* begin *

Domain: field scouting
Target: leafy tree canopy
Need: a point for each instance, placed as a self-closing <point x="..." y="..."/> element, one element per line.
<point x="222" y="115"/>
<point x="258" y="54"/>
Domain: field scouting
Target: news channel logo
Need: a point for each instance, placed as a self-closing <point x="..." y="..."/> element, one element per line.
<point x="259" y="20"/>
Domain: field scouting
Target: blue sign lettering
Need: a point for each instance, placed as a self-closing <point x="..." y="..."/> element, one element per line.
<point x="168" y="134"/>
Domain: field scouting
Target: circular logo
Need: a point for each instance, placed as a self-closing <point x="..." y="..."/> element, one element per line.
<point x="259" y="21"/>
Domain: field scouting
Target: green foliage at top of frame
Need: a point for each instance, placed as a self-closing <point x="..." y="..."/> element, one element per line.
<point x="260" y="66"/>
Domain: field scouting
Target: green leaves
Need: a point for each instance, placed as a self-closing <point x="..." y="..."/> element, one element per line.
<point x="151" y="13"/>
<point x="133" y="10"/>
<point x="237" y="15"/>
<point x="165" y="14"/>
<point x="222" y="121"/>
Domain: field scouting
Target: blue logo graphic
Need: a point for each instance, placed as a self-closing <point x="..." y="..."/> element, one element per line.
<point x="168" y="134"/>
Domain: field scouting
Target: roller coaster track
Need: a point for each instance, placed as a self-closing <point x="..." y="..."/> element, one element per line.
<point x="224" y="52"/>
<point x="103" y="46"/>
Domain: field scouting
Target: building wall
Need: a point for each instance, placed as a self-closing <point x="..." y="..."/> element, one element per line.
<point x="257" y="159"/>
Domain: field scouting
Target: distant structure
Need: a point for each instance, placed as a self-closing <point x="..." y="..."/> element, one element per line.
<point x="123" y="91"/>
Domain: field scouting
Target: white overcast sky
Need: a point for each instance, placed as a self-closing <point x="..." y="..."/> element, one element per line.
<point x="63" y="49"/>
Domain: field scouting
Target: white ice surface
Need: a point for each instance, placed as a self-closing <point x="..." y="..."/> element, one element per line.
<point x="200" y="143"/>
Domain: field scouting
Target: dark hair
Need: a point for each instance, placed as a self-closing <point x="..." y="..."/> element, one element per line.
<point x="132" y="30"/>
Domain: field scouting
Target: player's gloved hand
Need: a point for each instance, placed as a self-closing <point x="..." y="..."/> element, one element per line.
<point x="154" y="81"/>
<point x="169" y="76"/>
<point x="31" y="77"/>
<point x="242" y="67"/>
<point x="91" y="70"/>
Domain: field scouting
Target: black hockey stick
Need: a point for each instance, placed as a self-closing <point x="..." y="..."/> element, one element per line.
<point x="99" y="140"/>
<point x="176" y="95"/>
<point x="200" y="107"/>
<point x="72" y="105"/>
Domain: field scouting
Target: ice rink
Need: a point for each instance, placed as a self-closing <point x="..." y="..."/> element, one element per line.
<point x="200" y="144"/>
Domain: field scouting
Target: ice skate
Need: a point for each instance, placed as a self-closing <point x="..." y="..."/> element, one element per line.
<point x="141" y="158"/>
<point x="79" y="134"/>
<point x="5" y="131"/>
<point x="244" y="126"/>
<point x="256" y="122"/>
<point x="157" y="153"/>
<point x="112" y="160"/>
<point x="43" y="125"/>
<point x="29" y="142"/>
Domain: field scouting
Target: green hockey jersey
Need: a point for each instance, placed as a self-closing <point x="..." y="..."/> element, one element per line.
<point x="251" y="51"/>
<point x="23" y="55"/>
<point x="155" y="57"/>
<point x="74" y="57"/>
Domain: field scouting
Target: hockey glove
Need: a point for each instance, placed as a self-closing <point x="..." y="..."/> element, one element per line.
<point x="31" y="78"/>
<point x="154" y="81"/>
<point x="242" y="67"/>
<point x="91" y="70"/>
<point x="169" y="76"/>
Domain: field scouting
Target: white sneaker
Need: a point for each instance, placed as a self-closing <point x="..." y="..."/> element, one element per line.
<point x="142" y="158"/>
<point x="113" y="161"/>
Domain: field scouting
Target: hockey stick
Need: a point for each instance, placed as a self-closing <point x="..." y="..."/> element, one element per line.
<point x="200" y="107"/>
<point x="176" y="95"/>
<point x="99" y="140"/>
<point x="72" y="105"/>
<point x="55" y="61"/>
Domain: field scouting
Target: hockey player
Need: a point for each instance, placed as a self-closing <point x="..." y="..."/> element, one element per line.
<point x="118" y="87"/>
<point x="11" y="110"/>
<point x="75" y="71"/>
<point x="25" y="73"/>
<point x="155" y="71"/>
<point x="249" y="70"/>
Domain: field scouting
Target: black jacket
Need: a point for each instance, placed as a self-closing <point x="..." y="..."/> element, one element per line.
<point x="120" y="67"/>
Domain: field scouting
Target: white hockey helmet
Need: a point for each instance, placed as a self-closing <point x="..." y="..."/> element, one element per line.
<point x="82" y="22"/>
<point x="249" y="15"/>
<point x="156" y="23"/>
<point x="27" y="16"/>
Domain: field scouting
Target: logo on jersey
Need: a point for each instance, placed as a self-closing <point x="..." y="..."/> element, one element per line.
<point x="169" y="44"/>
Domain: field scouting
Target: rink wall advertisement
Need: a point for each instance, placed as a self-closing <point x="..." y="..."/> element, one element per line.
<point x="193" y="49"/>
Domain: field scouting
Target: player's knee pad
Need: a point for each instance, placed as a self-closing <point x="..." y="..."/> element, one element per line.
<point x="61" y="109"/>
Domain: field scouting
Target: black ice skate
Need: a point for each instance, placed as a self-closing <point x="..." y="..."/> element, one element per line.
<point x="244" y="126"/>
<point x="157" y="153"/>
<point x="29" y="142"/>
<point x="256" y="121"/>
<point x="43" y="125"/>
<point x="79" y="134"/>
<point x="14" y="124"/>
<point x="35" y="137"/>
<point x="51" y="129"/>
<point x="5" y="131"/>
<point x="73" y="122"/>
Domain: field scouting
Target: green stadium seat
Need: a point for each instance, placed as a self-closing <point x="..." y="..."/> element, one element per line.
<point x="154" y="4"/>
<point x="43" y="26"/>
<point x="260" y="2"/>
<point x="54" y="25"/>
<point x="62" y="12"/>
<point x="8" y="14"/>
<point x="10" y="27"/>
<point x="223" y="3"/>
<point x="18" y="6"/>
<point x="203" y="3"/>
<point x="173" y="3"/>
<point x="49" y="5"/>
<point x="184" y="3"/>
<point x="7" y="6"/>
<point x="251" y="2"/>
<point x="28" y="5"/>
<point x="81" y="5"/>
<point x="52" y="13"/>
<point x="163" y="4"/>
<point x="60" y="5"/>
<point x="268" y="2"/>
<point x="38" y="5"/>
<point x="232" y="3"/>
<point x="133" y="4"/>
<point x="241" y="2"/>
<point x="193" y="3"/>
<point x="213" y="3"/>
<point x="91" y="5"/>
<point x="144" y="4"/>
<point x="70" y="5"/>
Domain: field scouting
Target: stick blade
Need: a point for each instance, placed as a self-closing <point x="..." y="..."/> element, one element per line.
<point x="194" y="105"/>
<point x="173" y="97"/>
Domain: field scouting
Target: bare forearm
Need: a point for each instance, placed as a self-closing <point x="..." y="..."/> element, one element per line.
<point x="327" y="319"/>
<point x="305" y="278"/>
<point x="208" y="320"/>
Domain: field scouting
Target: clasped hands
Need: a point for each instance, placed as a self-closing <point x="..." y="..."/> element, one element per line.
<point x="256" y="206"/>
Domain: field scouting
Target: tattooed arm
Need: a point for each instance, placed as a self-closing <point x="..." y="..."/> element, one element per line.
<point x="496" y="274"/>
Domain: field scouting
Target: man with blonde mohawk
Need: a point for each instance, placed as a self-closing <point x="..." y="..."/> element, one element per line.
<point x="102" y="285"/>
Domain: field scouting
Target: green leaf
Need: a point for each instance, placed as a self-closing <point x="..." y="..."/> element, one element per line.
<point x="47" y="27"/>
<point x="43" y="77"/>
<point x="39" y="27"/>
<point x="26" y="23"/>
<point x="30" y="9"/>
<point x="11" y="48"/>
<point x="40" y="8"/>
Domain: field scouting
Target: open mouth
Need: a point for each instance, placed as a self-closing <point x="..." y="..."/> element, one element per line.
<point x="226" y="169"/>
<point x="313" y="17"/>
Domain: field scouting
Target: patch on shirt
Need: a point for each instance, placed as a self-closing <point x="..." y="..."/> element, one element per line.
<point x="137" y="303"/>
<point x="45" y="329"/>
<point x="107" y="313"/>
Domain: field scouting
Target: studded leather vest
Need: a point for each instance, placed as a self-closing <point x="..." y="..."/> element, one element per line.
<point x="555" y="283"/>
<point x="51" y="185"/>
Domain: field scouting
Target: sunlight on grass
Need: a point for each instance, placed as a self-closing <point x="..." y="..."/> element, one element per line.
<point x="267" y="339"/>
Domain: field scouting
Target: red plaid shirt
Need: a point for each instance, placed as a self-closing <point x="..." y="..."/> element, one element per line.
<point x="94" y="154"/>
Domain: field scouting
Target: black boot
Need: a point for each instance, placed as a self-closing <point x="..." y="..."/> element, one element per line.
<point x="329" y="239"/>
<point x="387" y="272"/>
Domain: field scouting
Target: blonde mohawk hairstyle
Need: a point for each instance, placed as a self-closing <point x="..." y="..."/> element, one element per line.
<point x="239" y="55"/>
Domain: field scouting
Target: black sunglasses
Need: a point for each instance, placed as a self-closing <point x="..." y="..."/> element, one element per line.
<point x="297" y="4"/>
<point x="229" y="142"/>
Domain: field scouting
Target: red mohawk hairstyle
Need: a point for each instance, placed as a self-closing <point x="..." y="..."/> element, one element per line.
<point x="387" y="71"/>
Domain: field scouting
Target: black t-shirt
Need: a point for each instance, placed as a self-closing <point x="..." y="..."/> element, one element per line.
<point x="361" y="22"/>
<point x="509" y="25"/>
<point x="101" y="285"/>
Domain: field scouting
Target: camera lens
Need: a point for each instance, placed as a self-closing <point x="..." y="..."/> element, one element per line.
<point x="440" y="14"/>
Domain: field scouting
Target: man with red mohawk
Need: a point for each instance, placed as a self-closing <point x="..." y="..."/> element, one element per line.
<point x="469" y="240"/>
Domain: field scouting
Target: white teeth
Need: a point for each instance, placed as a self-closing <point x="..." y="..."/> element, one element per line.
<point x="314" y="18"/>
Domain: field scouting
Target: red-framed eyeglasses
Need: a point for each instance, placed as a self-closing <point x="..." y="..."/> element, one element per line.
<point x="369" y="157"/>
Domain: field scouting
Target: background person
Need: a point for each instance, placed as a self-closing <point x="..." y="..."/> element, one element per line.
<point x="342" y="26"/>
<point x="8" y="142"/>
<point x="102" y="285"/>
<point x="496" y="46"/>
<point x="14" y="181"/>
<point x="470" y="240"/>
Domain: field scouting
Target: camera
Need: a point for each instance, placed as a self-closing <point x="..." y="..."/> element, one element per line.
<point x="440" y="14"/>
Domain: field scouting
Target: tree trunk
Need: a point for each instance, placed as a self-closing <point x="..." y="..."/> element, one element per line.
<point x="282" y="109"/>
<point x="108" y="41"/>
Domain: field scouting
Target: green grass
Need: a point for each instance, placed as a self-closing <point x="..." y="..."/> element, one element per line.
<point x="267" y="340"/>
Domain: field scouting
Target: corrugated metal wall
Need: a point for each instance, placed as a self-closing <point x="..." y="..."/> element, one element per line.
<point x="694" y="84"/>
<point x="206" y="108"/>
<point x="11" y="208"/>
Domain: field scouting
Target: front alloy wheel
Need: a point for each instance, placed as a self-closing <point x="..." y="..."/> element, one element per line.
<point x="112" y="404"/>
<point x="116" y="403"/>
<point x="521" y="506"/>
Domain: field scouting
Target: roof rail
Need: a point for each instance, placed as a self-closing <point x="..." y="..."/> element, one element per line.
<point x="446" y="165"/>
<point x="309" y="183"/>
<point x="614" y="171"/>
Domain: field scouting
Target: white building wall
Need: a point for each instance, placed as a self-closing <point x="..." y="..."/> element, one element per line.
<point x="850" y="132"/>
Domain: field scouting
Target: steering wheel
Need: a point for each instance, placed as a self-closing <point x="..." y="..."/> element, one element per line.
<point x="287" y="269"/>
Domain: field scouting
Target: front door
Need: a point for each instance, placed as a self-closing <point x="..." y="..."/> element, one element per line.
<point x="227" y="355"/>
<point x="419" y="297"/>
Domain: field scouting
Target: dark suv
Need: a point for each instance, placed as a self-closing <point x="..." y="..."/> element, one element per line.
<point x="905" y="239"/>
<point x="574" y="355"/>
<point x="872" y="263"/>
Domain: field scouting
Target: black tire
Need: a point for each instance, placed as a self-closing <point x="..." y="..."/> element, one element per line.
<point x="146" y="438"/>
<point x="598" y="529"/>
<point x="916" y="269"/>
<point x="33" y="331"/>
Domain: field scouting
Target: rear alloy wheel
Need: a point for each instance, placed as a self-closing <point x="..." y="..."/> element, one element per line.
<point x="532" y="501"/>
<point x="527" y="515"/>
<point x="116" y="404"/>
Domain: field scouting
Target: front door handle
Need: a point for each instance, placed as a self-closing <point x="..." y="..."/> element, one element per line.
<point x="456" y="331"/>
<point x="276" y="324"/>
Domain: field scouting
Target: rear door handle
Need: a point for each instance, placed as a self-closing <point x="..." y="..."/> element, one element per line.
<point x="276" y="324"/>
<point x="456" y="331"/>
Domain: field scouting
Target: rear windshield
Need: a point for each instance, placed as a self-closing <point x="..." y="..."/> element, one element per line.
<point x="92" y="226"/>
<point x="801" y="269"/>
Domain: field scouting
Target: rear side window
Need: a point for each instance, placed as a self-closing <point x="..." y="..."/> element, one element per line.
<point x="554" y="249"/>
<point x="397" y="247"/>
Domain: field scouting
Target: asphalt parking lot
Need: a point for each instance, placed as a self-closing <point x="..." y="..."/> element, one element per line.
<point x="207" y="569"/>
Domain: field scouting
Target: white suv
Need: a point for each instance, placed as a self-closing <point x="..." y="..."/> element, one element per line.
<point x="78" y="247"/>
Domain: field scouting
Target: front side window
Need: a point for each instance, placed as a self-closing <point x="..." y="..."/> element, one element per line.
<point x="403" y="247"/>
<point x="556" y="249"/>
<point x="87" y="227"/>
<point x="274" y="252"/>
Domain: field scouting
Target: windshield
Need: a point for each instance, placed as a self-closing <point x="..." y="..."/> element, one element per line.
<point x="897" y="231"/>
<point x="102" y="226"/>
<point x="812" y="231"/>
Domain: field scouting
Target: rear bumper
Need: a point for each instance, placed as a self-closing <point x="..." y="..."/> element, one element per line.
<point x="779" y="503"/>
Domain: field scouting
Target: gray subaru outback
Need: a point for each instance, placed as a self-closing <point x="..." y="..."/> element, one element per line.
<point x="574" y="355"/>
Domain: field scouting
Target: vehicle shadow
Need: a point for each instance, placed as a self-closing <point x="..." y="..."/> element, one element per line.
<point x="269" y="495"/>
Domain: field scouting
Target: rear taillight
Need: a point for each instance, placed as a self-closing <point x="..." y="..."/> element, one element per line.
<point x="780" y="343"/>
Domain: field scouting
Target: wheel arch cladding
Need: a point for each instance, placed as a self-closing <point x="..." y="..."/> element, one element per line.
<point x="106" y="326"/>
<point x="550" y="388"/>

* end *

Show every line in the rows above that contains the word "black".

Target: black hockey stick
Target: black jacket
Target: black ice skate
Target: black boot
Target: black sunglasses
Target: black t-shirt
Target: black tire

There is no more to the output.